*ENTRIES PROVIDED*:
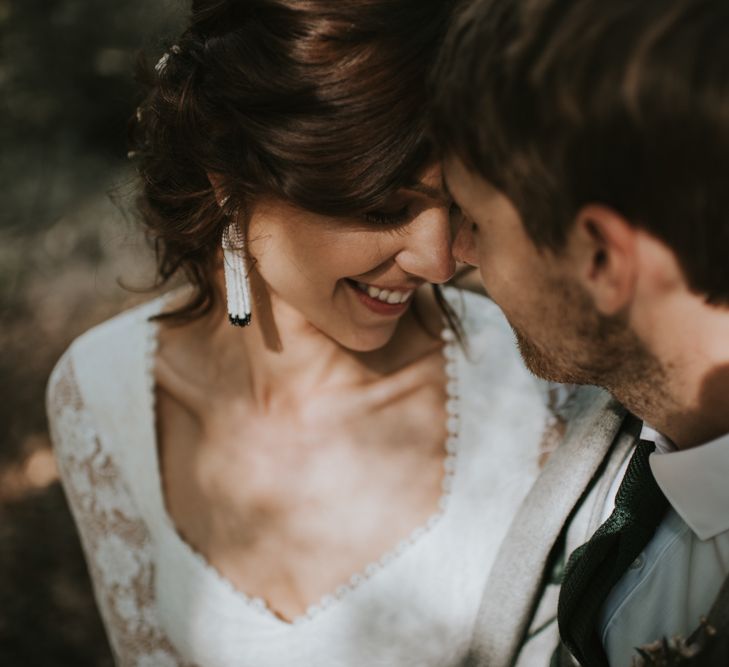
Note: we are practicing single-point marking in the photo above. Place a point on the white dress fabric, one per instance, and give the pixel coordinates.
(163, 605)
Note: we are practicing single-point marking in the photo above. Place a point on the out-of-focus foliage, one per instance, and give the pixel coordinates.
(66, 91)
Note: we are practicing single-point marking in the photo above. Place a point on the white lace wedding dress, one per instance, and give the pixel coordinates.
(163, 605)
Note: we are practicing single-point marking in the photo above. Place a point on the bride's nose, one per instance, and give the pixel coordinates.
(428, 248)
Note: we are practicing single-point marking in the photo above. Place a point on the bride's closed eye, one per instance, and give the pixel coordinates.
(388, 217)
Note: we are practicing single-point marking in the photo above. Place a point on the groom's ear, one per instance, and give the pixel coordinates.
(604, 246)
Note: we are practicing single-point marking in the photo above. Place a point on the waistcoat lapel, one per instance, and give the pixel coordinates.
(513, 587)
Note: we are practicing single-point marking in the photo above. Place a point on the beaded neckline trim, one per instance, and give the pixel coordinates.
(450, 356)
==
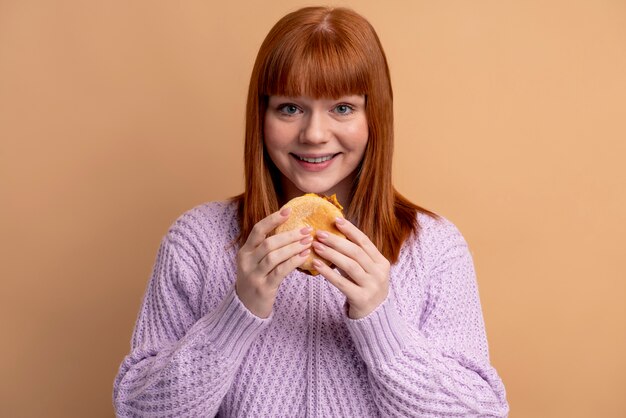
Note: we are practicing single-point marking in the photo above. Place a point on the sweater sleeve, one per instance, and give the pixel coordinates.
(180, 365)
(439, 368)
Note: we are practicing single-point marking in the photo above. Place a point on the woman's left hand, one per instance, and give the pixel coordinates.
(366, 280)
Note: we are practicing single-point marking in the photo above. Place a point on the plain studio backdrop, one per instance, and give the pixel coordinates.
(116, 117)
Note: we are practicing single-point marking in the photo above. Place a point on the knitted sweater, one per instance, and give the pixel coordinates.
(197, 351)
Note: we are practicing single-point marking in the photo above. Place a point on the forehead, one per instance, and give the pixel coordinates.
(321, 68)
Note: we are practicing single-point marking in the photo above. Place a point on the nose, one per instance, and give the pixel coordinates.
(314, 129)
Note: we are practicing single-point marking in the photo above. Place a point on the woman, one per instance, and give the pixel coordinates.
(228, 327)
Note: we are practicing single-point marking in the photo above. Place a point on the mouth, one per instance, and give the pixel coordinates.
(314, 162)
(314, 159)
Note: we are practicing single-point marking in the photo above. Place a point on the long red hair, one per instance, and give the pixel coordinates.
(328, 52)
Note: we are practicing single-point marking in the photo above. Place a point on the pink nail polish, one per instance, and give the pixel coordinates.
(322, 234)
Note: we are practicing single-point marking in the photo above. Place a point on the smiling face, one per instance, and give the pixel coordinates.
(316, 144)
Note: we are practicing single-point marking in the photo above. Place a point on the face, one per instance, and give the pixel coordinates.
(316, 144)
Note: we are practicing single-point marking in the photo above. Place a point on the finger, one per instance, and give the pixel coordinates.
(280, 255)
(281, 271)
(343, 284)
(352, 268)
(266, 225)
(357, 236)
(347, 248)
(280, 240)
...
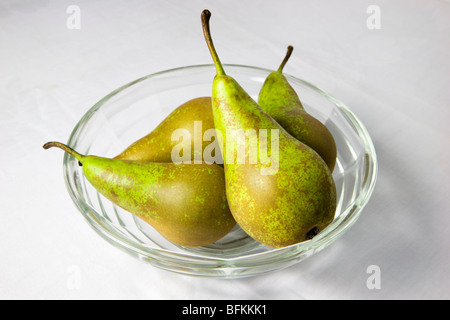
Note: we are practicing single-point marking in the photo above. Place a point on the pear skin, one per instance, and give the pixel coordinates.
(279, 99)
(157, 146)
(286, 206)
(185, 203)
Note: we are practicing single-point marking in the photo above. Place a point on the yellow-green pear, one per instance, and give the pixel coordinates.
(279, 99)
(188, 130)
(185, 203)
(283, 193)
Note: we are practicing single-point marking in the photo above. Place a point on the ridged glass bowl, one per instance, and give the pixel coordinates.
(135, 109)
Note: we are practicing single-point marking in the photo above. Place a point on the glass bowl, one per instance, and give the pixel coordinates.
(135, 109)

*WORK TO DO*:
Count how many lines of the listing above contain the word "woman", and give only that number.

*ANSWER IN FULL*:
2